▸ **Set problem**
Could you rewrite all the records with "one dot apiece" replaced by "a single dot for each" and everything else unchanged, leaving the pictures out of your answer?

▸ **Data supplied**
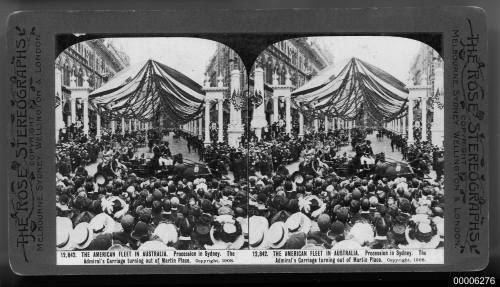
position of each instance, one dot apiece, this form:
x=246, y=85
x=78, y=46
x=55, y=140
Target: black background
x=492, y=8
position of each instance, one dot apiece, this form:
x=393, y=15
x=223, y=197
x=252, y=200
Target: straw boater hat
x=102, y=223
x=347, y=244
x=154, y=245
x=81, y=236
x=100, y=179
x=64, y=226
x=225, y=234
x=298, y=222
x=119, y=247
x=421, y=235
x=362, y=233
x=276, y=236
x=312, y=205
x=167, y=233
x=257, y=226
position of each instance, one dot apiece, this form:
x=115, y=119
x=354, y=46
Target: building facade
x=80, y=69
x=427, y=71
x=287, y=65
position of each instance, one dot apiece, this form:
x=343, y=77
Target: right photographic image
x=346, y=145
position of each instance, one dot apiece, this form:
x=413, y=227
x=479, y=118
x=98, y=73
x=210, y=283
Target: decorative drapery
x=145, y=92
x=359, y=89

▸ **Exercise solution**
position of each instance, a single dot for each, this form:
x=246, y=85
x=78, y=46
x=55, y=140
Target: black background
x=492, y=8
position of each instance, a single dot for each, this form:
x=393, y=15
x=223, y=197
x=252, y=200
Target: straw boater hat
x=102, y=223
x=347, y=244
x=154, y=245
x=81, y=236
x=100, y=179
x=64, y=226
x=225, y=234
x=298, y=222
x=119, y=247
x=421, y=235
x=362, y=233
x=276, y=236
x=312, y=205
x=167, y=233
x=257, y=226
position of each instance, a single dot for each, this form:
x=115, y=119
x=354, y=46
Target: building facade
x=80, y=69
x=427, y=71
x=287, y=65
position of each instance, a single dot for each, this form:
x=343, y=77
Target: right photographic image
x=346, y=145
position of each instance, a single dot for each, this form:
x=413, y=227
x=479, y=118
x=98, y=73
x=210, y=283
Target: decorative drapery
x=145, y=92
x=359, y=89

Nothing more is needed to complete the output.